_DOCUMENT_.
We early adopted ASU 2020-06 as of January 1, 2022 and concluded the Convertible Notes are accounted for as debt, with embedded features. As a consequence of the embedded features, the Convertible Notes gave rise to an embedded derivative liability. See Embedded Derivative Liability. The debt terms of the Convertible Notes, of which affiliates of our prior Term Loan Facility are 50.1% noteholders, were determined to be substantially different terms from the Term Loan Facility and therefore required to be accounted for as an extinguishment of the Term Loan Facility. Accordingly, we recognized a loss on the extinguishment of debt of approximately $46.3 million. This was a non-cash expense primarily associated with the recognition of unamortized debt issuance costs, non-cash fees settled in shares to the affiliates of our prior Term Loan Facility and the fair value of the embedded derivatives. We recorded an embedded

34

derivative liability of $75.7 million at the time of the issuance and a debt discount of $37.8 million. Issuance costs consisting of cash fees of $7.4 million and a non-cash structuring fee settled in shares of $2.3 million along with the debt discount were recorded as a direct deduction from the Convertible Notes in the consolidated balance sheet. The debt discount is amortized to interest expense using the effective interest rate method over the term of the Convertible Notes. The effective interest rate for the Convertible Notes as of March 31, 2023 is 22.5%. For the three months ended March 31, 2023, the contractual interest expense was $5.9 million; the amortization of the debt discount was $1.8 million; and the amortization of the issuance costs was $0.6 million.

_WHAT TO WORK ON_. Write out the part of the Convertible Notes text that begins with the words containing "derivative liability of" and ends with "was $0.6 million.". The rows have nothing to do with this.

_DATA PROVIDED_.
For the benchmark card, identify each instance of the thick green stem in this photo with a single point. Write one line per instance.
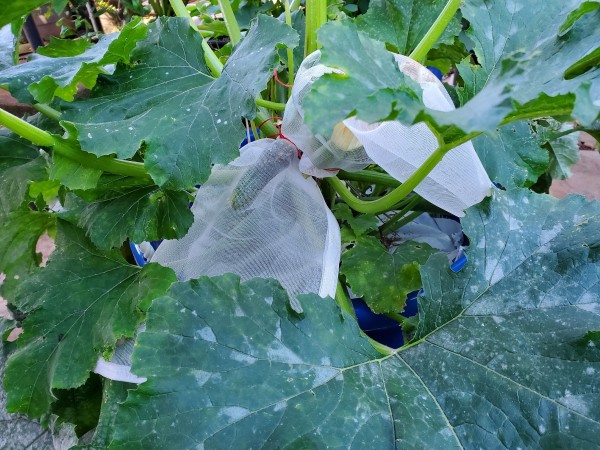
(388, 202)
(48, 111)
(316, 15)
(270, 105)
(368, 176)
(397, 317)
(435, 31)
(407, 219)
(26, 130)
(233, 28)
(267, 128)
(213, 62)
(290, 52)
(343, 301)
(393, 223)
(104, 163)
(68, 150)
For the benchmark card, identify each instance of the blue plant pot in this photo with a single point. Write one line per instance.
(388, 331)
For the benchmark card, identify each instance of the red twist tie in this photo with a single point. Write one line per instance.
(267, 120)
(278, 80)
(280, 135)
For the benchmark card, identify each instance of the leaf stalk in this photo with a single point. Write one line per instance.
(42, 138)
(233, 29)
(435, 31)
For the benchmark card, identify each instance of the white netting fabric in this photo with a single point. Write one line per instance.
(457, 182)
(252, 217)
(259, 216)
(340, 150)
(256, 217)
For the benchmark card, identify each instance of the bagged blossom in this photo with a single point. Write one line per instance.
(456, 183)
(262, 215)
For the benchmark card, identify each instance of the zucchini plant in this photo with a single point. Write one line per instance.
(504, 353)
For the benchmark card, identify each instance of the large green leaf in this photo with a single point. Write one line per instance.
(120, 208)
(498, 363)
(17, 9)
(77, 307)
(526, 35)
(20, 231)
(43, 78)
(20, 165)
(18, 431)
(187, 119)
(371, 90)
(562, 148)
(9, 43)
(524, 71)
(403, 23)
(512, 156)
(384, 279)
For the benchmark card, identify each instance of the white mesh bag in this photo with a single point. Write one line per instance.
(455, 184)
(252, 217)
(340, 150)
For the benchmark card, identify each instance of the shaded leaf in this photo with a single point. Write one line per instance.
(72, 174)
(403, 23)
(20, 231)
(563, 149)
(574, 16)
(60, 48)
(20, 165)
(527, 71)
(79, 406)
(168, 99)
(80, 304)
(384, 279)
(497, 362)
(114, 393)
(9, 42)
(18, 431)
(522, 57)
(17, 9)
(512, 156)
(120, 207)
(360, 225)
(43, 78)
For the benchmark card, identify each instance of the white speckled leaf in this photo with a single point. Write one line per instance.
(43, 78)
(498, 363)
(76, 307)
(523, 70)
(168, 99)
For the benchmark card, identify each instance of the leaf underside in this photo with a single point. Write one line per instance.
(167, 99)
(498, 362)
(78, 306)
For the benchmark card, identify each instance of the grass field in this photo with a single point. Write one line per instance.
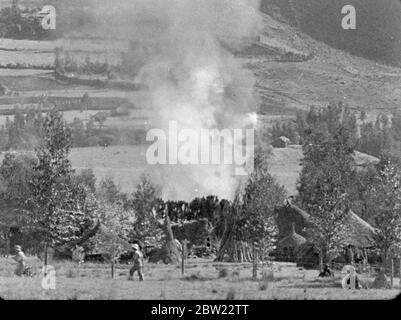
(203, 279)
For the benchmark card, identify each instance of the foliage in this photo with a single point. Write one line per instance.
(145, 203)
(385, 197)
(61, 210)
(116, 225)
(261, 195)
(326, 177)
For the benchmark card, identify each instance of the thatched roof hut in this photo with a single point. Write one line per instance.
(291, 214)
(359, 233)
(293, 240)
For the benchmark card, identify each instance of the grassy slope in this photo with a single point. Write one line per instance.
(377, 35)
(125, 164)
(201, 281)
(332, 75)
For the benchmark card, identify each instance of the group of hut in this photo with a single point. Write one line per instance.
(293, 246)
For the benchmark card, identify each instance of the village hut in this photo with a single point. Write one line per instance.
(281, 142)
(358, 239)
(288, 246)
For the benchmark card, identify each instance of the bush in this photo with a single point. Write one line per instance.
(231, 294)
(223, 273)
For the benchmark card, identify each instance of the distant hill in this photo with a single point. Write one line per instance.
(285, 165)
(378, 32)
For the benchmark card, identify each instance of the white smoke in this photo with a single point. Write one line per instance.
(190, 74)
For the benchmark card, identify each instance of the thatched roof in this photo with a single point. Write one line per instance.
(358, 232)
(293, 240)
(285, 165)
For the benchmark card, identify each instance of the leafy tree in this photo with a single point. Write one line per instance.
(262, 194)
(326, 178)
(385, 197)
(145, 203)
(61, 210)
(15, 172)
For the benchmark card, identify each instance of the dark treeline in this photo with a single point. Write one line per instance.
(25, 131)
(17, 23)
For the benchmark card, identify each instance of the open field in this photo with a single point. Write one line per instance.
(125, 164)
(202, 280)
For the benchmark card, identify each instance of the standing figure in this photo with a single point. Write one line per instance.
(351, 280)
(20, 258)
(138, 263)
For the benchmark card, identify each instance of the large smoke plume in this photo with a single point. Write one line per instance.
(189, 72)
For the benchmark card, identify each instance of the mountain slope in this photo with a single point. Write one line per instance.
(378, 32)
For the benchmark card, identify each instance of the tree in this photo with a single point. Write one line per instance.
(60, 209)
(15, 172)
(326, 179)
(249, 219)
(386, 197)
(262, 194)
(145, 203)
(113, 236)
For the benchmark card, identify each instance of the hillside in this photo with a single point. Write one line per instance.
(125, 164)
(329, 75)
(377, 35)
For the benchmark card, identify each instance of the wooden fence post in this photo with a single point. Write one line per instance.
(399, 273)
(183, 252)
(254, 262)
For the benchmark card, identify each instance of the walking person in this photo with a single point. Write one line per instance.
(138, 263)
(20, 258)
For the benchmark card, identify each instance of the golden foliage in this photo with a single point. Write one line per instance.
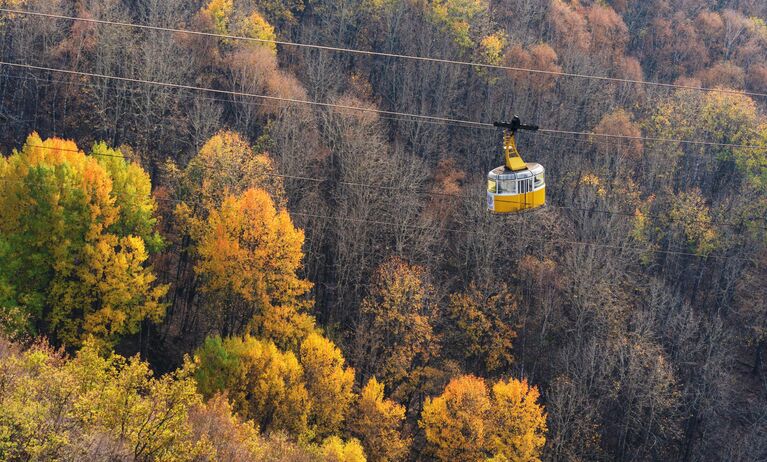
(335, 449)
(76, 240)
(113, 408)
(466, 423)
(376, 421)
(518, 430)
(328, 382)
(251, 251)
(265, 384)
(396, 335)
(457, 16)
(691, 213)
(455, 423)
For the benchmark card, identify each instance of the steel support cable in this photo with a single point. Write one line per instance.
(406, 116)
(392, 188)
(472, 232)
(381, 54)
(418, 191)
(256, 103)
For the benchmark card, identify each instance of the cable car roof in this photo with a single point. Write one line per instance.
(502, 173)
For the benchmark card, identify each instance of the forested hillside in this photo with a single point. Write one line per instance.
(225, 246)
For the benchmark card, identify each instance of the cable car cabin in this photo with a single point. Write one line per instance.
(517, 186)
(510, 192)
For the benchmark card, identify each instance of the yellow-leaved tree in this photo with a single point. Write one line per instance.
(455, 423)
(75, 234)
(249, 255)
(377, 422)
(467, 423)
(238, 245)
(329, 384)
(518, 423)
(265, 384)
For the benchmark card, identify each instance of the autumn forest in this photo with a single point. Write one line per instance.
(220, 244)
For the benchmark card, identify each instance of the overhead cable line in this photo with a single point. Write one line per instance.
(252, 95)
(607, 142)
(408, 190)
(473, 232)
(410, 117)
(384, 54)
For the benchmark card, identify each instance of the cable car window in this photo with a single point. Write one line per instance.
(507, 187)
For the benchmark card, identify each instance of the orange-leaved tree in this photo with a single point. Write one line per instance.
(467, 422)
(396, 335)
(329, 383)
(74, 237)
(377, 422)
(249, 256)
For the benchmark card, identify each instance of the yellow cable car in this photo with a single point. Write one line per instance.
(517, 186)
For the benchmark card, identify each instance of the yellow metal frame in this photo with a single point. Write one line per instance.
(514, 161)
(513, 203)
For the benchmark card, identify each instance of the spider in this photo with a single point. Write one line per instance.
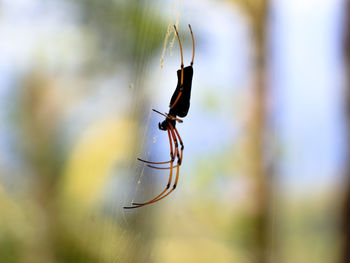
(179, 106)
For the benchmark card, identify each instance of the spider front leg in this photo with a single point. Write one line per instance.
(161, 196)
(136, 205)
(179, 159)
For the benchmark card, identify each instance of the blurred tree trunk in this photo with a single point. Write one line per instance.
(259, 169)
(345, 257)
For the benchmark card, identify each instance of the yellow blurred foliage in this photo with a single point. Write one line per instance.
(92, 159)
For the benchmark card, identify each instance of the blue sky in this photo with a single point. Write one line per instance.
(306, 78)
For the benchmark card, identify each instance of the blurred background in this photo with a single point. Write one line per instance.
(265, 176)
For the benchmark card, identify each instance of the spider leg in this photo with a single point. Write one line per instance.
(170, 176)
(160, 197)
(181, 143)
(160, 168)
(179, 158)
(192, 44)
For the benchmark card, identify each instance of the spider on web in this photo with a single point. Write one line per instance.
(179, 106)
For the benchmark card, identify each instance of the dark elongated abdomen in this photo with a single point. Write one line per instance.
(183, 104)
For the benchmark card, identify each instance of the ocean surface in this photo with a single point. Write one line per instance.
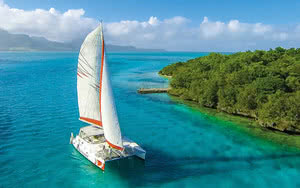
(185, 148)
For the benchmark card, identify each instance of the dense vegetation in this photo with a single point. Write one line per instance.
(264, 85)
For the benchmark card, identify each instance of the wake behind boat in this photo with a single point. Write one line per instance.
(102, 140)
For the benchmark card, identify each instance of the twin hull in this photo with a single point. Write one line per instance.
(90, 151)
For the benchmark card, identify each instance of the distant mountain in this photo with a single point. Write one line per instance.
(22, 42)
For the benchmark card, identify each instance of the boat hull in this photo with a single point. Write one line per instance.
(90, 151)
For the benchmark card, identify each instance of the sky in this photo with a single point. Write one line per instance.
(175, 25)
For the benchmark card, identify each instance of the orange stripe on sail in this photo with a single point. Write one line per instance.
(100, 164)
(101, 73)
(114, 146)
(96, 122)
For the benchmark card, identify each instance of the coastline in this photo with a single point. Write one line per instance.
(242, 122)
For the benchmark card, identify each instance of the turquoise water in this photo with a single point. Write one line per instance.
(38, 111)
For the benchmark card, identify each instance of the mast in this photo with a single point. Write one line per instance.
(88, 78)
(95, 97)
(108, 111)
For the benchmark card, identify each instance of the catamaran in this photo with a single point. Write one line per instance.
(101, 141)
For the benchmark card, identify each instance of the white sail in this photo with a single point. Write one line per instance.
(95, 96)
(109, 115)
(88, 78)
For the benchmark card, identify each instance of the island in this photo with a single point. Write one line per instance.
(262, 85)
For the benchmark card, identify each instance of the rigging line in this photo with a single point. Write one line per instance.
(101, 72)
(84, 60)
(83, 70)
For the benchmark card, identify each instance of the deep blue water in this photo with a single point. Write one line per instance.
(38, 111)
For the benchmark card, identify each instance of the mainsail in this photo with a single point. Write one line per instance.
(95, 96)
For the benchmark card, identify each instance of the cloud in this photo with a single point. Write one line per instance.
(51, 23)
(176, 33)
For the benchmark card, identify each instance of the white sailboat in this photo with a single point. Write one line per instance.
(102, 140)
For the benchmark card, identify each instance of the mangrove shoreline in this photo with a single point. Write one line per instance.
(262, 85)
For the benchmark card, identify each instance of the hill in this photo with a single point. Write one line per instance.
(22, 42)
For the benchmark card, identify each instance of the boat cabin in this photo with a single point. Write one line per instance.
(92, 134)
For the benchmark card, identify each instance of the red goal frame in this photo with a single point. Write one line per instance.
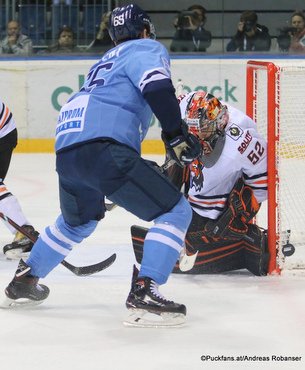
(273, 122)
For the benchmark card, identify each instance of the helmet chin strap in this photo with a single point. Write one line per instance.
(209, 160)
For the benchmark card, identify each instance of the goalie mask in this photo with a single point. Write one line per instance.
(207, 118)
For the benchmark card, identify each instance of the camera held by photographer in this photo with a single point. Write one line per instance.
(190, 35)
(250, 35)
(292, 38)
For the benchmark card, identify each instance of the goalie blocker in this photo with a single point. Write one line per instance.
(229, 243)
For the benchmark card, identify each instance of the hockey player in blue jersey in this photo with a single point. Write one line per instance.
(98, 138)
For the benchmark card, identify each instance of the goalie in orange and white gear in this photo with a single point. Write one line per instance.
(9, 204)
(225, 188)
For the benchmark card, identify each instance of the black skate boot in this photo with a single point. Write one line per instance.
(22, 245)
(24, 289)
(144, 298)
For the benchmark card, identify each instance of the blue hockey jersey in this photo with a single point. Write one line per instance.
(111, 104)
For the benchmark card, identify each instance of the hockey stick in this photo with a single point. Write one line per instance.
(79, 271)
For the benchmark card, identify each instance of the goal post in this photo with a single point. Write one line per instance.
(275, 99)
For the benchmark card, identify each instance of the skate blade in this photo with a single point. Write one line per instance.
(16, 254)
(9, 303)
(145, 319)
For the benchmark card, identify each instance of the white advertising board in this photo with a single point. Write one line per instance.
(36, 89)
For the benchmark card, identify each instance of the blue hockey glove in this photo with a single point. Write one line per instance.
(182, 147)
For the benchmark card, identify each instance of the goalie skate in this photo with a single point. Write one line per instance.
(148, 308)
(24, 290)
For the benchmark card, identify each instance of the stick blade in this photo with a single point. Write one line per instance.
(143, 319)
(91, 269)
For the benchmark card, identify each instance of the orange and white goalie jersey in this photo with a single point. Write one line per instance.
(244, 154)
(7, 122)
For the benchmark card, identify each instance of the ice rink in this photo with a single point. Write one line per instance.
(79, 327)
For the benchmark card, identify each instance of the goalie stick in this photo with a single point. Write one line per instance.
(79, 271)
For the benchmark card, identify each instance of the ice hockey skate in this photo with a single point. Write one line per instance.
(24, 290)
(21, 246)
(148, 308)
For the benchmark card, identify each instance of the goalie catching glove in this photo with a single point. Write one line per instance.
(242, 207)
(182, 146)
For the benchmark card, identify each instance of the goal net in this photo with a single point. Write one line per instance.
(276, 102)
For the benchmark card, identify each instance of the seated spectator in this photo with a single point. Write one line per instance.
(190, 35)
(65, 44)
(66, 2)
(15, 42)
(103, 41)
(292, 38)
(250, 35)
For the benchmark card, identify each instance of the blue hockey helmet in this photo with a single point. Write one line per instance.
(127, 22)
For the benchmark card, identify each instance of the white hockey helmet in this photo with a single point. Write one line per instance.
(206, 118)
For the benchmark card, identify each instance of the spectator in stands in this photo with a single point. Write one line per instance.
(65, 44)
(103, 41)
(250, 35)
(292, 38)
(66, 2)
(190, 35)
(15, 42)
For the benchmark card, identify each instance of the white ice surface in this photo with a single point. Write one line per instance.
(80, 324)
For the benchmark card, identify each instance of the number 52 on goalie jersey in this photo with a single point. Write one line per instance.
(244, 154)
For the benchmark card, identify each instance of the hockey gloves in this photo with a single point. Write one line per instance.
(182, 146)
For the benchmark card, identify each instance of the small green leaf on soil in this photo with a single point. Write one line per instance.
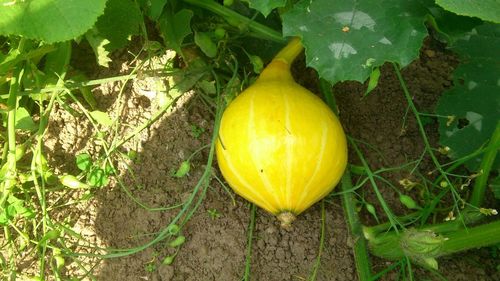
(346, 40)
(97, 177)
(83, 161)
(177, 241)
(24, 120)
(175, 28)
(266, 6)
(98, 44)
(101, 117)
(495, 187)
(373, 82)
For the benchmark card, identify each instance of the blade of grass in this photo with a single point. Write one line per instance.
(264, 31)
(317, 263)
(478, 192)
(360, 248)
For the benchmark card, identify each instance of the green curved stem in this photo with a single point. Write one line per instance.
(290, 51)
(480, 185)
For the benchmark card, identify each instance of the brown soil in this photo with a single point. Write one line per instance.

_EXPECTED ANSWER_.
derivative liability of $75.7 million at the time of the issuance and a debt discount of $37.8 million. Issuance costs consisting of cash fees of $7.4 million and a non-cash structuring fee settled in shares of $2.3 million along with the debt discount were recorded as a direct deduction from the Convertible Notes in the consolidated balance sheet. The debt discount is amortized to interest expense using the effective interest rate method over the term of the Convertible Notes. The effective interest rate for the Convertible Notes as of March 31, 2023 is 22.5%. For the three months ended March 31, 2023, the contractual interest expense was $5.9 million; the amortization of the debt discount was $1.8 million; and the amortization of the issuance costs was $0.6 million.